*Required work:* Repeat, word for word, the part of the rows that opens with the line containing "For full credit, report the bounding box of the white milk" and closes with the line containing "[245, 3, 300, 43]", both of those lines included.

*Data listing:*
>> start
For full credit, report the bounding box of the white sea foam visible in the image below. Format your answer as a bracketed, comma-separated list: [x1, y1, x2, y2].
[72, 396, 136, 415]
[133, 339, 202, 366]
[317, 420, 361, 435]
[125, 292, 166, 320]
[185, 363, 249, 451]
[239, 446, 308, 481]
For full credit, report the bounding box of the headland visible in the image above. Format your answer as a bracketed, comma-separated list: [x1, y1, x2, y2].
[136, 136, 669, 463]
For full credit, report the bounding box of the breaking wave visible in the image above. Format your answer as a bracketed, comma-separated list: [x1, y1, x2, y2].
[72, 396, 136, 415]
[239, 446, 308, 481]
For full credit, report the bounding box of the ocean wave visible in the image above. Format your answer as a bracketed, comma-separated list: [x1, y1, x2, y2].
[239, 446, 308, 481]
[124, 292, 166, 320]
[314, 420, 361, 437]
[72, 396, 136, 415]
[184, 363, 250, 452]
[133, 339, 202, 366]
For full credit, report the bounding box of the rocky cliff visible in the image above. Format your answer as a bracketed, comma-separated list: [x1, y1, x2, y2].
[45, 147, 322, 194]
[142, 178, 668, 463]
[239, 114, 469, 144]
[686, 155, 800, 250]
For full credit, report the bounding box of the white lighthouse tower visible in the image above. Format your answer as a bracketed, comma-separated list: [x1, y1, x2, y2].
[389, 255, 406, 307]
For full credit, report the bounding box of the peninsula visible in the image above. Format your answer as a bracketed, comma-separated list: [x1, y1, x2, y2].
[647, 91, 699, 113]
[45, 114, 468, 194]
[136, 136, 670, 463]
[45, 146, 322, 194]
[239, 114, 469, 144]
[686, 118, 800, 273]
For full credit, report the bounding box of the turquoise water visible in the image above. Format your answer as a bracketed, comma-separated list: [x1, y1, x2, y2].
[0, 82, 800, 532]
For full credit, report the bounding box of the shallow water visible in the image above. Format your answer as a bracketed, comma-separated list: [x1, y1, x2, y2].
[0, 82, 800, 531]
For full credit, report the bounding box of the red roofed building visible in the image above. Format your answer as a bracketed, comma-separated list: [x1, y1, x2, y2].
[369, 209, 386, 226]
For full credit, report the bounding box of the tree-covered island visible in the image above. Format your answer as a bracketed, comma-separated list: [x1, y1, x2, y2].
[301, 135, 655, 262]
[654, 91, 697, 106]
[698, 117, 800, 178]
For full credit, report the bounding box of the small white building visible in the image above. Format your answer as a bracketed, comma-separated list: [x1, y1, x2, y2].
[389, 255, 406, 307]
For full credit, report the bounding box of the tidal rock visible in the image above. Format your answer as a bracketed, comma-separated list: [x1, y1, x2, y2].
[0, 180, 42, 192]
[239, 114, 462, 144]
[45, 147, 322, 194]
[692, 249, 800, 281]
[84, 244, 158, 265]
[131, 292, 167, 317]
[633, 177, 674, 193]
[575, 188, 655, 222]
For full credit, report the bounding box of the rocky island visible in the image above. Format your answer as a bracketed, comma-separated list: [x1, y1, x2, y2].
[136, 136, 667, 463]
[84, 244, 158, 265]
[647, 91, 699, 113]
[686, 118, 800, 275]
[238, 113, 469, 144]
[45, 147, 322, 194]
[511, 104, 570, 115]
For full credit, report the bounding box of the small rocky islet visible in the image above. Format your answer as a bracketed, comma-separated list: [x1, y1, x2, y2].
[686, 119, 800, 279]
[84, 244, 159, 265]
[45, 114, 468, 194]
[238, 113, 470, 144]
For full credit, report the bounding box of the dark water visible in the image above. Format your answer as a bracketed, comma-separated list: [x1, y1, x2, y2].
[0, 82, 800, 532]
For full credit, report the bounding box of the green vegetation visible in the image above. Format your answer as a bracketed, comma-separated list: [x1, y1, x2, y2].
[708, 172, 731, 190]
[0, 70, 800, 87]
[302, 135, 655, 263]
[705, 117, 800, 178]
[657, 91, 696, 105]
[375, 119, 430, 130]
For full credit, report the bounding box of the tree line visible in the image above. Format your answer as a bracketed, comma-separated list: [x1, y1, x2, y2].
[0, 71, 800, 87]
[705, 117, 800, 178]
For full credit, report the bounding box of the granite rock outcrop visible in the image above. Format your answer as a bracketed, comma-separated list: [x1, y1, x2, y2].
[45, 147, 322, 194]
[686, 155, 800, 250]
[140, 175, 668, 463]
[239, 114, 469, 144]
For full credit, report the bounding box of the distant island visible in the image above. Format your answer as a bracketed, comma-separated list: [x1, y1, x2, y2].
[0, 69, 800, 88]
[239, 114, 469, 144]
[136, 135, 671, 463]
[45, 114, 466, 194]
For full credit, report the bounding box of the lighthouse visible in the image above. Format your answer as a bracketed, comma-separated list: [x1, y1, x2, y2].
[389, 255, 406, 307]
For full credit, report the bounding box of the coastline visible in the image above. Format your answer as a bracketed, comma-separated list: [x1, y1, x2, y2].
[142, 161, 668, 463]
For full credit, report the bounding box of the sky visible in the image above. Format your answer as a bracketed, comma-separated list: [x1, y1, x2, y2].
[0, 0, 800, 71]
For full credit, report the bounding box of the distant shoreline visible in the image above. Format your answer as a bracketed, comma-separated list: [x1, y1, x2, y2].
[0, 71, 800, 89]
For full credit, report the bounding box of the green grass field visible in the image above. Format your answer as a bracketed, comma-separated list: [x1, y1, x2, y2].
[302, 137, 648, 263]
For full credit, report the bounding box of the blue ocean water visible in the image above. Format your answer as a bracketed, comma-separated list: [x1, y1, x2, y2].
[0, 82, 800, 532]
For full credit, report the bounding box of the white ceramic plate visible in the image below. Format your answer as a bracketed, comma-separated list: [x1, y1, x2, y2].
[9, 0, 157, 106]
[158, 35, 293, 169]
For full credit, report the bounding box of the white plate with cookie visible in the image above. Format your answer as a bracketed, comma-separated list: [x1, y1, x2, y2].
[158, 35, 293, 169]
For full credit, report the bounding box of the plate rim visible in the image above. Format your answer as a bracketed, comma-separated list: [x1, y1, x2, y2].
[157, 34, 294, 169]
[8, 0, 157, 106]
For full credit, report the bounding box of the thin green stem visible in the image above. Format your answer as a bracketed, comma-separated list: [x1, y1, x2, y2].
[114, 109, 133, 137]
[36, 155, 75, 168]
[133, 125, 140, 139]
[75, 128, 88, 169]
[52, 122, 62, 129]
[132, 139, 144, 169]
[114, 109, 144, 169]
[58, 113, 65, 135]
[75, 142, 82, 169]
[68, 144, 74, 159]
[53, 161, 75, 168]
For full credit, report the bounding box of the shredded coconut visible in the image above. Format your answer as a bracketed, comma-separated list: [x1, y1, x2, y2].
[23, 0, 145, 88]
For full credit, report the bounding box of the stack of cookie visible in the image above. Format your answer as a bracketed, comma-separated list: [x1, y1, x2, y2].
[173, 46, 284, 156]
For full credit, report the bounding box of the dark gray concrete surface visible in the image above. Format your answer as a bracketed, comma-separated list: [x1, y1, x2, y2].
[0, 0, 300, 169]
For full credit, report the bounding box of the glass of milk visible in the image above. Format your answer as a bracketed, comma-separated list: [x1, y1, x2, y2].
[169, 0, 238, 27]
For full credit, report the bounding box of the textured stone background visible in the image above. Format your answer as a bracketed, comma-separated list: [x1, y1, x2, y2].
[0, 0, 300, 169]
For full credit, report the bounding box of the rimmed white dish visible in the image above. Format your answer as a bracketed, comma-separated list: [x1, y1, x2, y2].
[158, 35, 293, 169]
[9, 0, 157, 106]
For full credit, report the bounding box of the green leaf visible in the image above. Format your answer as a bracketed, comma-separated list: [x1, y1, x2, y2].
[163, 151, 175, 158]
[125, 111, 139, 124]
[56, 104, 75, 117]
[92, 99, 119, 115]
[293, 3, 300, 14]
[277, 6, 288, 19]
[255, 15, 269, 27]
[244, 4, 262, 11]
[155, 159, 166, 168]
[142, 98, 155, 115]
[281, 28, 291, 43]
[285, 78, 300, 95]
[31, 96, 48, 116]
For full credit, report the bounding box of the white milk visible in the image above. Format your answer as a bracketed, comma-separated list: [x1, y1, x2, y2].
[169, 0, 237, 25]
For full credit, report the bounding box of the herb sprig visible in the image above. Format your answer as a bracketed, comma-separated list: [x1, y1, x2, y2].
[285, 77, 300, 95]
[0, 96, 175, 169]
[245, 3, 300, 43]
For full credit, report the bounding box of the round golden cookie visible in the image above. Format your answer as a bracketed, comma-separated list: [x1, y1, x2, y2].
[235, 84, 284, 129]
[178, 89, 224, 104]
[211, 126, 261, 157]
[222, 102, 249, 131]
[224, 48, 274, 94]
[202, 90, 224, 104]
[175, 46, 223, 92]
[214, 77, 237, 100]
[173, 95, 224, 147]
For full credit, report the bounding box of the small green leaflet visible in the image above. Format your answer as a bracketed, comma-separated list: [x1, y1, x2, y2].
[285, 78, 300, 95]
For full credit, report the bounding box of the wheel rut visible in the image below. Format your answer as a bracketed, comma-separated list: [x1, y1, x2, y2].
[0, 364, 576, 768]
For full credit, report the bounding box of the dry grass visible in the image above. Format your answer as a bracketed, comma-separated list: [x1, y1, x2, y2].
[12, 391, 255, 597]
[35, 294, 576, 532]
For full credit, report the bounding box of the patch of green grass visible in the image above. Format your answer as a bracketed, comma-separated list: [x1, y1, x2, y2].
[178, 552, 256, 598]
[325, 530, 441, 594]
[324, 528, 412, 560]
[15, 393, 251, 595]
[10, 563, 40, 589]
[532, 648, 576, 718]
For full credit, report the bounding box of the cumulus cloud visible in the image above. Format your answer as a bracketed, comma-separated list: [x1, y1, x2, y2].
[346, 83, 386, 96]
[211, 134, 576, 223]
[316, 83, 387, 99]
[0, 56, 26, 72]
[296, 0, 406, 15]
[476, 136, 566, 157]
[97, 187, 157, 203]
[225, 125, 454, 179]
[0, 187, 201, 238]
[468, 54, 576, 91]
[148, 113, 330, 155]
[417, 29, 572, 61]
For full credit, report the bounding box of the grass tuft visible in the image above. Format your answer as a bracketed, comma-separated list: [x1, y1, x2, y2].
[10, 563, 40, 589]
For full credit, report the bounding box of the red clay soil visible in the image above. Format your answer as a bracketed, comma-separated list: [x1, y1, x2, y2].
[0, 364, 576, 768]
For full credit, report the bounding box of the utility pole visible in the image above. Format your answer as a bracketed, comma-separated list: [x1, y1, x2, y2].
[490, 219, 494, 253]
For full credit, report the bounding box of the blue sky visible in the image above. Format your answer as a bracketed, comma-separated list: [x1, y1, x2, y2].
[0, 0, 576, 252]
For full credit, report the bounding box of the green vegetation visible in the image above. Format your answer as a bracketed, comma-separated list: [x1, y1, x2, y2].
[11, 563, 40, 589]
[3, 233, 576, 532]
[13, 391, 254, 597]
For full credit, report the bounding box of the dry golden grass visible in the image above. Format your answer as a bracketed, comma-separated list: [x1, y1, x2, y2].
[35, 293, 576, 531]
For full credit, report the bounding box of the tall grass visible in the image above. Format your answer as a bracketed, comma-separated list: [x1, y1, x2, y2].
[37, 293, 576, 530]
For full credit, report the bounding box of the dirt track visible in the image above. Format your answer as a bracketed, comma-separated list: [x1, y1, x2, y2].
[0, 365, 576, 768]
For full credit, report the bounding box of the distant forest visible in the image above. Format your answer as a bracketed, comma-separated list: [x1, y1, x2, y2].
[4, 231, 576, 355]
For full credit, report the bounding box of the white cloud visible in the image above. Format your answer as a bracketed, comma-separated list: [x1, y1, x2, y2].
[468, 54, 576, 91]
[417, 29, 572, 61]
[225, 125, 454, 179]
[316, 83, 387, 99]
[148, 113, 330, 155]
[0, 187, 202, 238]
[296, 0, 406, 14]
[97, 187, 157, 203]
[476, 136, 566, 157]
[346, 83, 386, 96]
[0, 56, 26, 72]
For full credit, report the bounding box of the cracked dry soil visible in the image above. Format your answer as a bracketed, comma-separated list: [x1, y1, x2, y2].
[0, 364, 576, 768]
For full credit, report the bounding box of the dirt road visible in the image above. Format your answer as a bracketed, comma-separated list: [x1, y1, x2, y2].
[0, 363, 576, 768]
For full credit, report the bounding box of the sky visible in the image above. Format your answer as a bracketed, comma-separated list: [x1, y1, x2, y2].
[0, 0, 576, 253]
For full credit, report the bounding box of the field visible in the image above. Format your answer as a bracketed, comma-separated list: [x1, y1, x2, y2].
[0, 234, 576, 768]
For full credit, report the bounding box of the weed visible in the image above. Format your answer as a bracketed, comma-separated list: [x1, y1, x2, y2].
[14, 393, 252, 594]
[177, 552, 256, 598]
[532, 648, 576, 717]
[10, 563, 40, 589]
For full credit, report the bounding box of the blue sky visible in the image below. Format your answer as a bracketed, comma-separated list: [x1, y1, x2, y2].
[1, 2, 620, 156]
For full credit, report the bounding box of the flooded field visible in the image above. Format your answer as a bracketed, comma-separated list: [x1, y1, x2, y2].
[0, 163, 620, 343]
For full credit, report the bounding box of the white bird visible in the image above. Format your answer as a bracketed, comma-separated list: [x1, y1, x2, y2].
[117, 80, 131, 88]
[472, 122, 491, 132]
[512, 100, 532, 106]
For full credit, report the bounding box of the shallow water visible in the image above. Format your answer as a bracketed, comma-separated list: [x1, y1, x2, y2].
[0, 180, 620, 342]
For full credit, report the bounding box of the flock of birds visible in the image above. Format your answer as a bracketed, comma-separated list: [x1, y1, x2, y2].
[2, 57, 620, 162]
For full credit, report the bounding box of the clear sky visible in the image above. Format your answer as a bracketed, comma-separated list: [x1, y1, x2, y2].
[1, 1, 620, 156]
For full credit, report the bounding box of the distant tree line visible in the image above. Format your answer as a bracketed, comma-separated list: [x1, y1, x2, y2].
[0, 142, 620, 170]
>> end
*Reply:*
For full credit, report the bounding box of the white milk visible in the image above. Format your answer as a bracketed, comma-separated list: [x1, y1, x2, y2].
[169, 0, 237, 25]
For full credit, report the bounding box of the herb sprig visible in the image above. Format your answer as a bracketed, comma-separated list: [x1, y1, x2, y2].
[285, 77, 300, 95]
[0, 96, 175, 169]
[245, 3, 300, 43]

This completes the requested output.